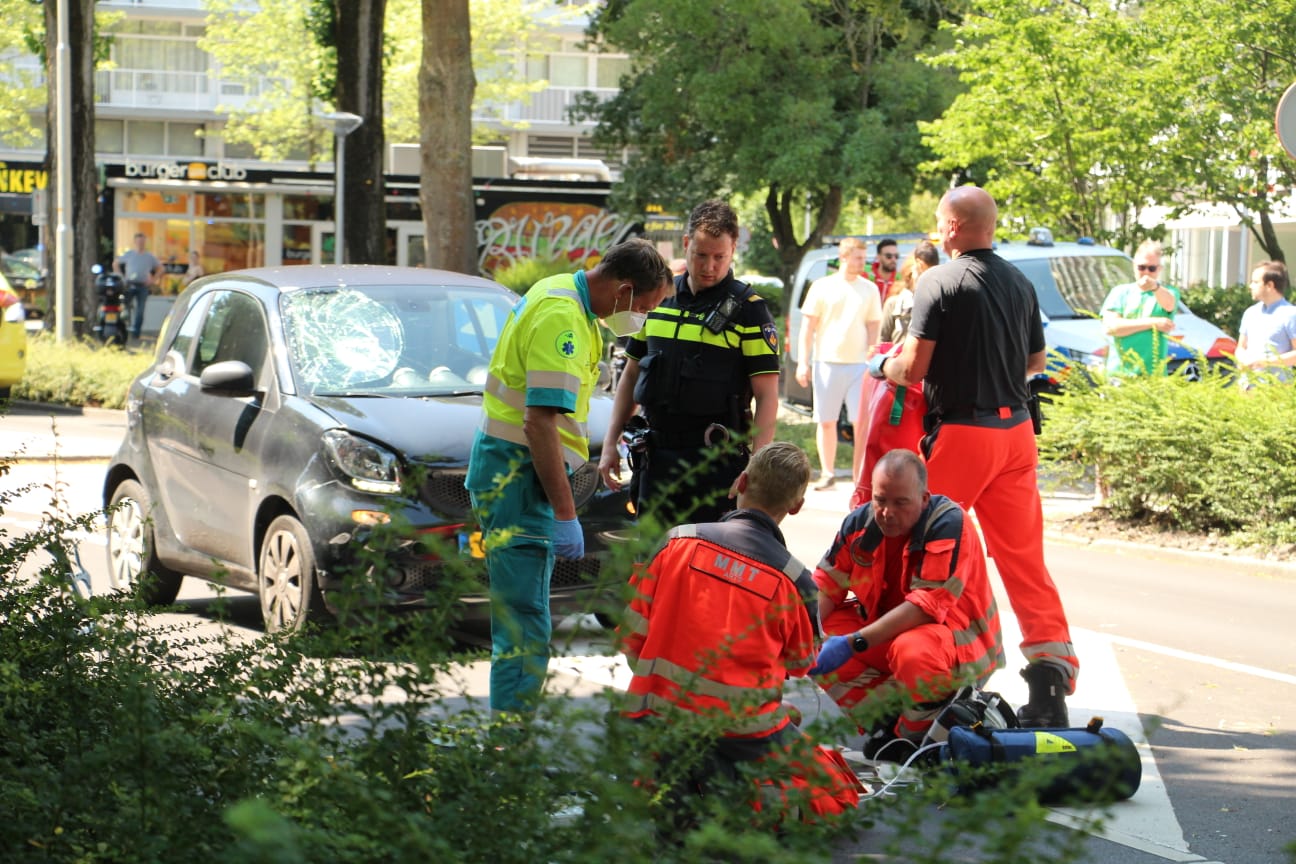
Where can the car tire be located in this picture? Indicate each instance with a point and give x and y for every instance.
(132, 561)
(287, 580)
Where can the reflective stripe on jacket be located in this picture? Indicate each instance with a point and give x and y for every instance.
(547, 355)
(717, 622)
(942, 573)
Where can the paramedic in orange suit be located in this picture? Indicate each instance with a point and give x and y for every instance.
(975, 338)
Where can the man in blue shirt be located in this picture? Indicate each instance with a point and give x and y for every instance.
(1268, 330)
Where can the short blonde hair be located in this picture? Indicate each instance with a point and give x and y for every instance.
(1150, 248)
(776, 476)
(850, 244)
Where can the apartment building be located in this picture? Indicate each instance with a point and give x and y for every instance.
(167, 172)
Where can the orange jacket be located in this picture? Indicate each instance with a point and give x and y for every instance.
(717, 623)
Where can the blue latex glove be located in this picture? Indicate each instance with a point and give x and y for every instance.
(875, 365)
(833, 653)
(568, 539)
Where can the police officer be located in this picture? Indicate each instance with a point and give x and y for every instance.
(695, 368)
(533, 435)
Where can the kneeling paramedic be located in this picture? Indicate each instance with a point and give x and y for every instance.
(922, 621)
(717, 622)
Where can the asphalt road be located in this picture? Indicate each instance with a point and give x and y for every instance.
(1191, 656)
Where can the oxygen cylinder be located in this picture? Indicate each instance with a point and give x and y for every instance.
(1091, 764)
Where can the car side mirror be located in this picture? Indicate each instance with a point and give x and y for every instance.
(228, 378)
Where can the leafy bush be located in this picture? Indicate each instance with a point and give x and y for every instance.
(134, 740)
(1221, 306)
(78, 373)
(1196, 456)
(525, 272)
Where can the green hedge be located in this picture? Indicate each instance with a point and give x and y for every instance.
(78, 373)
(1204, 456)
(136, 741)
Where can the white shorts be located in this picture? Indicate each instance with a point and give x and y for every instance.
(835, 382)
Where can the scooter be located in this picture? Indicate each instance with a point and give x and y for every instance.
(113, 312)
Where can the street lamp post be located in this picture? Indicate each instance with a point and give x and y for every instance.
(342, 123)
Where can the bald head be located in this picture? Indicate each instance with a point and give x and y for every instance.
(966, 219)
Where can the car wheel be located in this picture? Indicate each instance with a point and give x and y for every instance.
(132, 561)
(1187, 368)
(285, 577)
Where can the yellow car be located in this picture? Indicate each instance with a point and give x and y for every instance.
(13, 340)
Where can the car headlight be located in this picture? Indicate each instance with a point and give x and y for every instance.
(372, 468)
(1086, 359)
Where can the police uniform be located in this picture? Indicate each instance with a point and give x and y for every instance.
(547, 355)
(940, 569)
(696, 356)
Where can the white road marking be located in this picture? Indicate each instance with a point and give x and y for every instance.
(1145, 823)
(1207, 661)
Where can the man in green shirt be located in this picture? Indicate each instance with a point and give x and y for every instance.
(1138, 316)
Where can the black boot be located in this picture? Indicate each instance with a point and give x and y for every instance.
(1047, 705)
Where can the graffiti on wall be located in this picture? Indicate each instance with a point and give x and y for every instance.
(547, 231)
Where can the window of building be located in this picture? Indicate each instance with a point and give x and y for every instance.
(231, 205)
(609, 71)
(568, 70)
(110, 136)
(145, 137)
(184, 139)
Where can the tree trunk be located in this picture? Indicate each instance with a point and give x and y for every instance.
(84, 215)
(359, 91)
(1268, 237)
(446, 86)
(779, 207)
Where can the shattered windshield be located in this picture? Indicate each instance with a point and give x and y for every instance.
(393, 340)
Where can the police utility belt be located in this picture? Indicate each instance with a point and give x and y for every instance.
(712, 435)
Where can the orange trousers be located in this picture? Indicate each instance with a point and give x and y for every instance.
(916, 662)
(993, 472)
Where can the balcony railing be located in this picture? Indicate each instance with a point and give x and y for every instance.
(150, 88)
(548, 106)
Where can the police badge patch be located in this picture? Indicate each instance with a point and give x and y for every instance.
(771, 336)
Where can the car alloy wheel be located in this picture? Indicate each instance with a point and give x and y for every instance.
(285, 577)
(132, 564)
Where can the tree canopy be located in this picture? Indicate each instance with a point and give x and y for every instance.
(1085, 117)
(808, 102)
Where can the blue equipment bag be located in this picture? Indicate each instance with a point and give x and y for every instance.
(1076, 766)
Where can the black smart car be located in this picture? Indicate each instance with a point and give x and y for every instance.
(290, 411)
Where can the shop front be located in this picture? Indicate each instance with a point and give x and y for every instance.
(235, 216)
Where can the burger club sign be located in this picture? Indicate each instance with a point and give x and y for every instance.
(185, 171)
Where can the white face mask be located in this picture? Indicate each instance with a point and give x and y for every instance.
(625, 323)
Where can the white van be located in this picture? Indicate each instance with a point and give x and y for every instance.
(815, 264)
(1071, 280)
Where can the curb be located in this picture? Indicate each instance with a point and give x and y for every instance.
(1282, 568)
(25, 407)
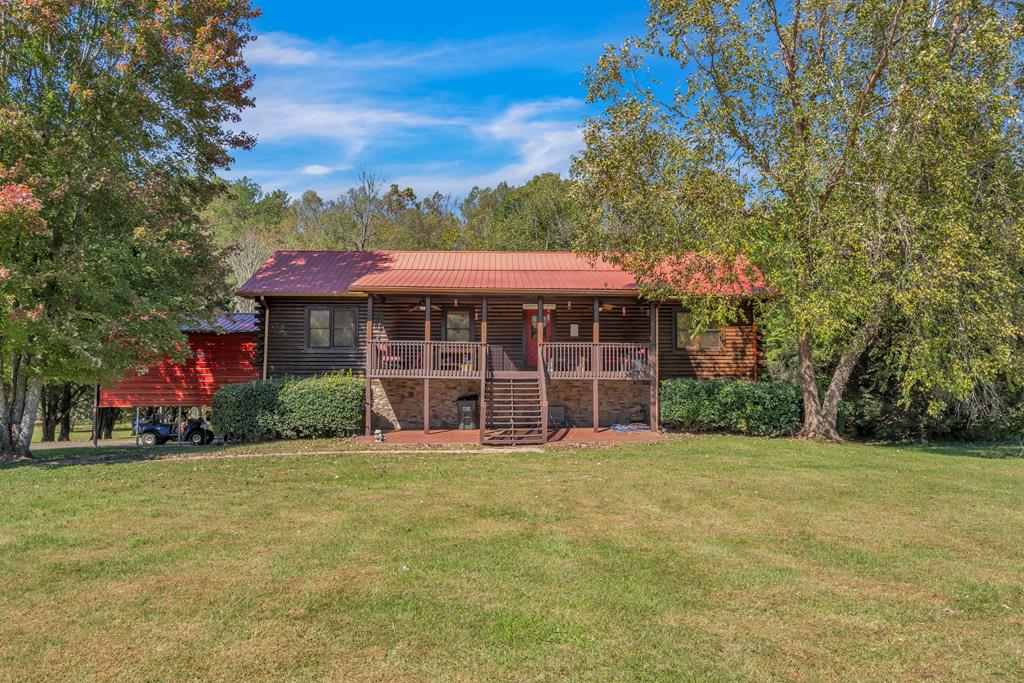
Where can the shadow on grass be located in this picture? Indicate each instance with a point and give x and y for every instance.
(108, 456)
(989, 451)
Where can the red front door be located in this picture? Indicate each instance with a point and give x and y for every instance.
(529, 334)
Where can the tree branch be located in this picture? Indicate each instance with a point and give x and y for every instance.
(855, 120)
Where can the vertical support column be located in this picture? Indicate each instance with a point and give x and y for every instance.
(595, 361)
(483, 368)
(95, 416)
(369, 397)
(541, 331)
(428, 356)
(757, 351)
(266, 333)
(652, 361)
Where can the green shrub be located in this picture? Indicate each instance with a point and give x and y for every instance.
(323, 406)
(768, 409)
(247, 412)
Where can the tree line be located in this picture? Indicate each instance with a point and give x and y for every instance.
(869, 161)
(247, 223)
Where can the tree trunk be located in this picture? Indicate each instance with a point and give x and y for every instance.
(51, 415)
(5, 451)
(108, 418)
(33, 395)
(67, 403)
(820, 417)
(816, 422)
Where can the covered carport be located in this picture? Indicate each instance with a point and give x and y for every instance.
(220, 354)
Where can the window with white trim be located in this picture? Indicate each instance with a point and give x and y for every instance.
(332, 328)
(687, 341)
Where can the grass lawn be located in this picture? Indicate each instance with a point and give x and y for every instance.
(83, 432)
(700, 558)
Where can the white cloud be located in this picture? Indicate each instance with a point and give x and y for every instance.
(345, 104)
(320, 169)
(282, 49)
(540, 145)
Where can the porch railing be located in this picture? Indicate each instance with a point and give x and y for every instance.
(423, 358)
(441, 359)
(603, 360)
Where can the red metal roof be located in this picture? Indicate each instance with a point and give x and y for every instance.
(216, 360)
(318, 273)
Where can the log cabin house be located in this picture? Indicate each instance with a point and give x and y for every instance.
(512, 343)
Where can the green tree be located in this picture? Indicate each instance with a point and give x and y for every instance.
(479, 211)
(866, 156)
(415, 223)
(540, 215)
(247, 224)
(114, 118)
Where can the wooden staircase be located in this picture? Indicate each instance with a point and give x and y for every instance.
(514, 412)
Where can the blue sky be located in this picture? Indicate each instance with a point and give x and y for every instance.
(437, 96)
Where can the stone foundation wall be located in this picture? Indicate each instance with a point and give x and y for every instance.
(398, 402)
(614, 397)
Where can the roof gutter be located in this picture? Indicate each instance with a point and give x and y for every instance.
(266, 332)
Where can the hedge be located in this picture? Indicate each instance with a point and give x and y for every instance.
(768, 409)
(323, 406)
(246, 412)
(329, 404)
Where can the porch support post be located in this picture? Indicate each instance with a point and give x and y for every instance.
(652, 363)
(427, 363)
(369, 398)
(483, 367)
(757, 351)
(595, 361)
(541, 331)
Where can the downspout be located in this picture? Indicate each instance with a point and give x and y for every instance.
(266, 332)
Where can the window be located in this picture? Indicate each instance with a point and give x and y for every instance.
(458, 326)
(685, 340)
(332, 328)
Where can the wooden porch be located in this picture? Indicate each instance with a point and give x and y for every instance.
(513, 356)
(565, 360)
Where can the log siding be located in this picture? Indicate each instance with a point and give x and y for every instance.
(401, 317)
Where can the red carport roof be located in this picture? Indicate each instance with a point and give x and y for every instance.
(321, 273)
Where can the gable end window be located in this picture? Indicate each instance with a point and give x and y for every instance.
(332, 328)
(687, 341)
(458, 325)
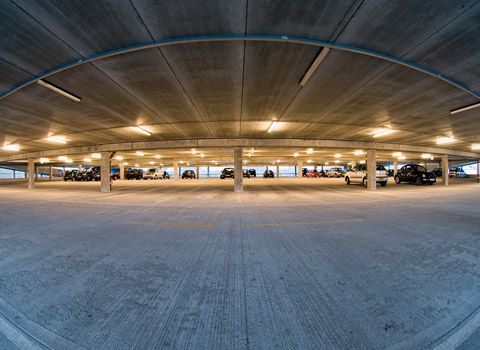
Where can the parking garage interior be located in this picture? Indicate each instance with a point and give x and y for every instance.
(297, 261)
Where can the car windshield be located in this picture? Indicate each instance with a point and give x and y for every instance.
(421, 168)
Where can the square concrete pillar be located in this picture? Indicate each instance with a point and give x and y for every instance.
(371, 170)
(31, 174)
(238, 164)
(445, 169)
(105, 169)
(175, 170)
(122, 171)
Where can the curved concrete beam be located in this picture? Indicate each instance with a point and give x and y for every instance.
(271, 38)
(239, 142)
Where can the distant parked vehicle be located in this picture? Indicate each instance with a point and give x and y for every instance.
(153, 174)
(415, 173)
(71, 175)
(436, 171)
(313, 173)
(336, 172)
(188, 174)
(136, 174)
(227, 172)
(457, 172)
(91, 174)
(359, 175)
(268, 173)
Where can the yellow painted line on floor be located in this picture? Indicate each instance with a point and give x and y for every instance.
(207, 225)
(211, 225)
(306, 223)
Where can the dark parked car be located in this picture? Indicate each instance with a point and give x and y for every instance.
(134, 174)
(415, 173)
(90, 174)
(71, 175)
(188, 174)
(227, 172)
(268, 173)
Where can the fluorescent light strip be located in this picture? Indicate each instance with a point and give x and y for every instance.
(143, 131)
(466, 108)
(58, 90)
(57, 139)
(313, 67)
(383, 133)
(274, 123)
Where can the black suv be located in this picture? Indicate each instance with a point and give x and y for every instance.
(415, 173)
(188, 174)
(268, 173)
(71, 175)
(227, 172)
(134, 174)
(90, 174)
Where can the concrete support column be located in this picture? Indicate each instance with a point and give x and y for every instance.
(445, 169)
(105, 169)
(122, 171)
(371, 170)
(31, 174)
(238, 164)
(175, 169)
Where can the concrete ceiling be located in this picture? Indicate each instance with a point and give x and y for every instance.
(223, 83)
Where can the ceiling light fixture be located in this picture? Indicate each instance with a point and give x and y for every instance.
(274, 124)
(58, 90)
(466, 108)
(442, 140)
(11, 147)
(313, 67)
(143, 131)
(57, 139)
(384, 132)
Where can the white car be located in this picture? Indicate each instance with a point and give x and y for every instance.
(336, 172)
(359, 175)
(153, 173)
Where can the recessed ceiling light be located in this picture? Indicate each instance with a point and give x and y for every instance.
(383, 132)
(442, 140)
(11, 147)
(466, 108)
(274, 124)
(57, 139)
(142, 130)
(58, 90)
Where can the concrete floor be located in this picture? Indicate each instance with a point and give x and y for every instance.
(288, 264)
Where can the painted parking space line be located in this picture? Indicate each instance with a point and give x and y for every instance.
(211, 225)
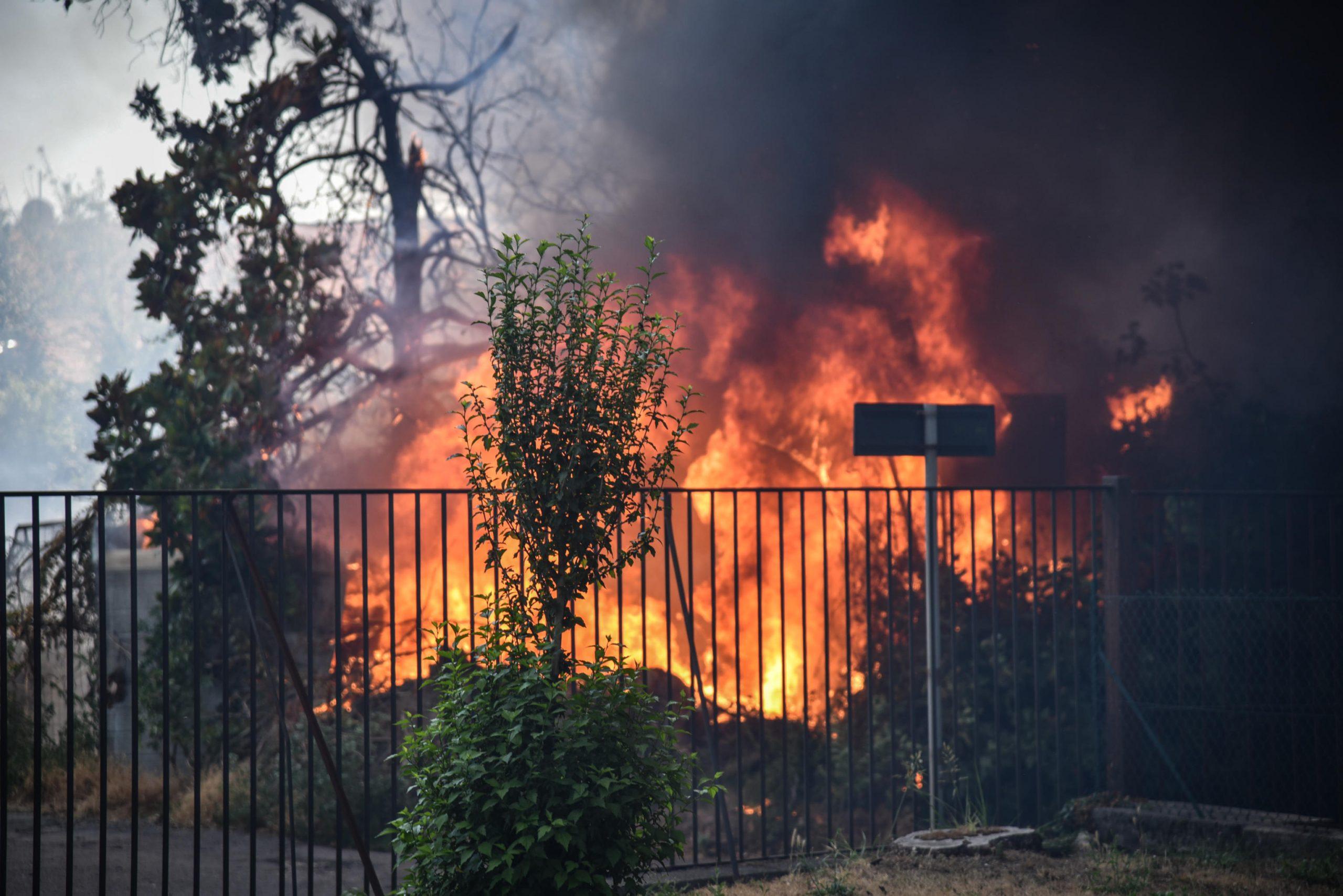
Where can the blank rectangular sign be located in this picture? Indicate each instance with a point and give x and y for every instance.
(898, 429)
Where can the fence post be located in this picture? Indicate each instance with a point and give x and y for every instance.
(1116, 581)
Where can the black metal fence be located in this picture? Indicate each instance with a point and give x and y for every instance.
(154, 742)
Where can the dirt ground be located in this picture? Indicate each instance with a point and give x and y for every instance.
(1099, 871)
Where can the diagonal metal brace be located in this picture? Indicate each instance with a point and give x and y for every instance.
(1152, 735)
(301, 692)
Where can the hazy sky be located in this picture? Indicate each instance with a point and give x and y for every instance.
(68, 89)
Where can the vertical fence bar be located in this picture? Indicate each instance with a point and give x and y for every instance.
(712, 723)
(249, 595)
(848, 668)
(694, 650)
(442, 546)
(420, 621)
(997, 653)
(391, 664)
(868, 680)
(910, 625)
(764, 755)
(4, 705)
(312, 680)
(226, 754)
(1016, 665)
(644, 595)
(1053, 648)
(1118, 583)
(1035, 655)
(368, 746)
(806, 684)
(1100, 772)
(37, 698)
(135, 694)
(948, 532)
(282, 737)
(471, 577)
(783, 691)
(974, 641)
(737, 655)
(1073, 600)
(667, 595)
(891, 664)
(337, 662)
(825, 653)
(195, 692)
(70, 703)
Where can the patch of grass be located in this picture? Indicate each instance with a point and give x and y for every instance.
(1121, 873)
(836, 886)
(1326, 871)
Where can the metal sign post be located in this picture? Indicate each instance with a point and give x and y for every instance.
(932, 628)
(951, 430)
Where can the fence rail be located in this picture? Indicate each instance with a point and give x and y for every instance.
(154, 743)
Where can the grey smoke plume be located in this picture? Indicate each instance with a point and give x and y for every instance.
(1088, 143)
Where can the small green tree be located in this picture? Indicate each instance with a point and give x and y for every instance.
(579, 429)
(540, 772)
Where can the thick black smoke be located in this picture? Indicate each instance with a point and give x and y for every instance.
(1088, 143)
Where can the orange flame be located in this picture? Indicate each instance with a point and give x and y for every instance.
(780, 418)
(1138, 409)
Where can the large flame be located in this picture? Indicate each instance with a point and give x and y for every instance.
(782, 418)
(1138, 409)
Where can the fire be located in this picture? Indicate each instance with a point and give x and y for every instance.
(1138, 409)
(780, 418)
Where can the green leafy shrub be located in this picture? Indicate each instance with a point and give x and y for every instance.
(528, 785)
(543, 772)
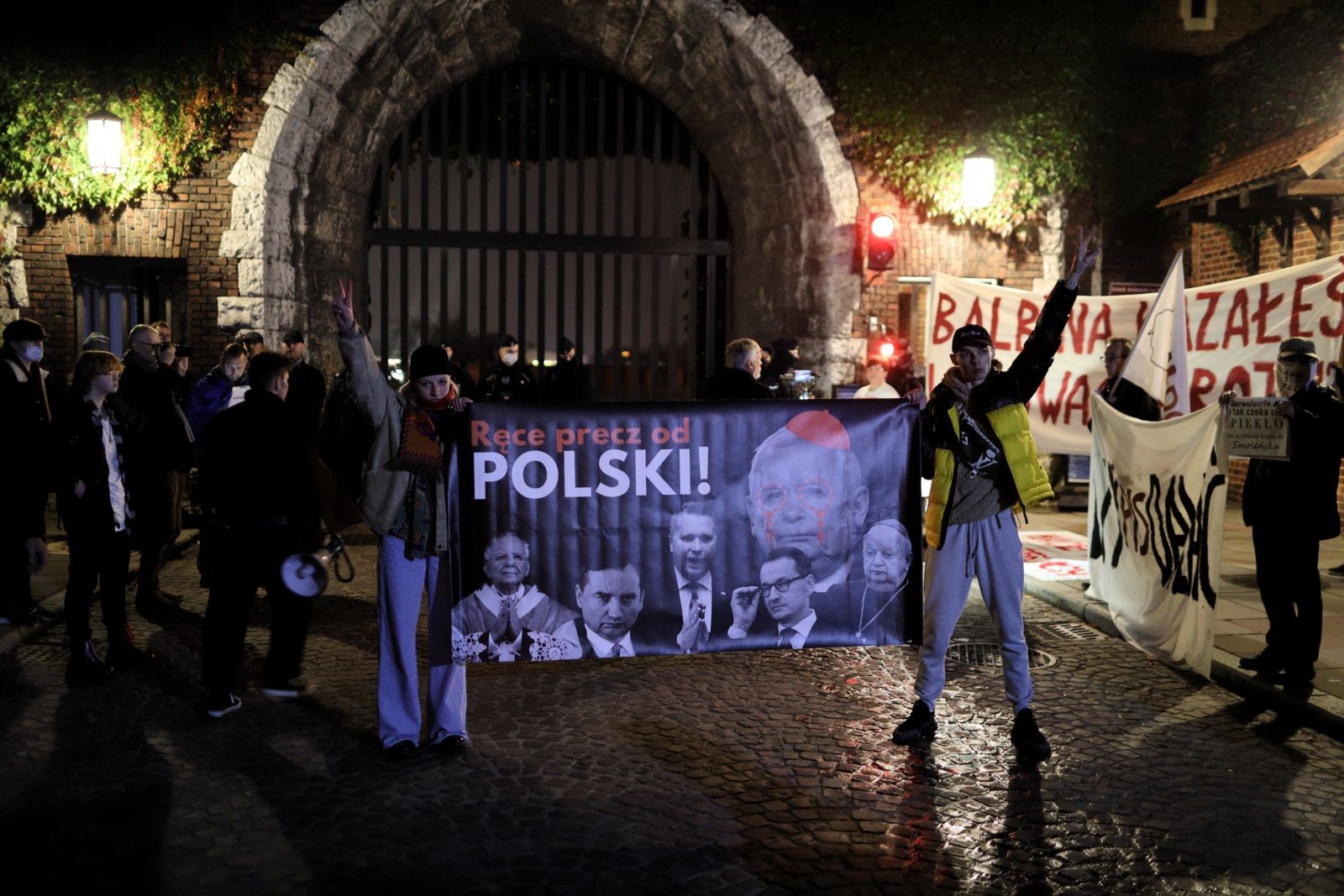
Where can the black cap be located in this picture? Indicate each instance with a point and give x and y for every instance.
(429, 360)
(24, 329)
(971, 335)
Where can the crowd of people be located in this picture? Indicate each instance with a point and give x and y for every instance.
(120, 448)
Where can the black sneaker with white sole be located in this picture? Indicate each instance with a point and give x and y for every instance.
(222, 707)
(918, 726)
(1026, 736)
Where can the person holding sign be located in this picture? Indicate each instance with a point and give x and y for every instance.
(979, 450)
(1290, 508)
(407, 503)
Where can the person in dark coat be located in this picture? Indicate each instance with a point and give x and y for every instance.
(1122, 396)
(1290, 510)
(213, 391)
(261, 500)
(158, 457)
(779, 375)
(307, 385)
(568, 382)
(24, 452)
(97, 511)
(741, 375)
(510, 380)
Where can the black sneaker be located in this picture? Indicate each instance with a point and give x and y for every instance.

+++++

Can you rewrite the rows from the start through the line holding "(1191, 656)", inclusive, with "apartment building" swapped for "office building" and nothing else changed? Omit the pictures from your answer.

Where can the car tire be located in this picture? Indicate each instance with a point and give x and y for every instance.
(132, 561)
(287, 580)
Where can the reflective stripe on jacket be located in this picture? Indicate each instance with a point and give x and y for every instance.
(547, 355)
(717, 622)
(942, 573)
Where can the paramedic in orange suit be located in this picture? Indicate each instance with a point and give x and y for every instance.
(975, 338)
Where can the man in blue shirt be located in this picture? Indicate each instance with a point and give x and y for every instance.
(1268, 330)
Where can the short blonde hair be located in this picture? Indicate each instance with a point and give x and y for every instance.
(1150, 248)
(776, 476)
(850, 244)
Where can the office building be located in this picture? Indicate each instance with a point and give x and y for every instance.
(167, 172)
Where can the orange jacket be located in this picture? Indicate each instance with a point and give x and y for every instance.
(717, 623)
Where can the blue latex glove be located in this picture? Indicate each instance with a point and give x and y for every instance.
(875, 365)
(833, 653)
(568, 539)
Where can the police officer be located in this picture? Indicate each instance with a point and give x and y for every instance.
(695, 368)
(533, 435)
Where can the kneeling paramedic be located in this picture? Indicate each instance with a point and give x and y for every instance.
(922, 621)
(717, 622)
Where can the asphalt road be located in this picture? Indicate each instance with a point and give x and y for every instance.
(1191, 656)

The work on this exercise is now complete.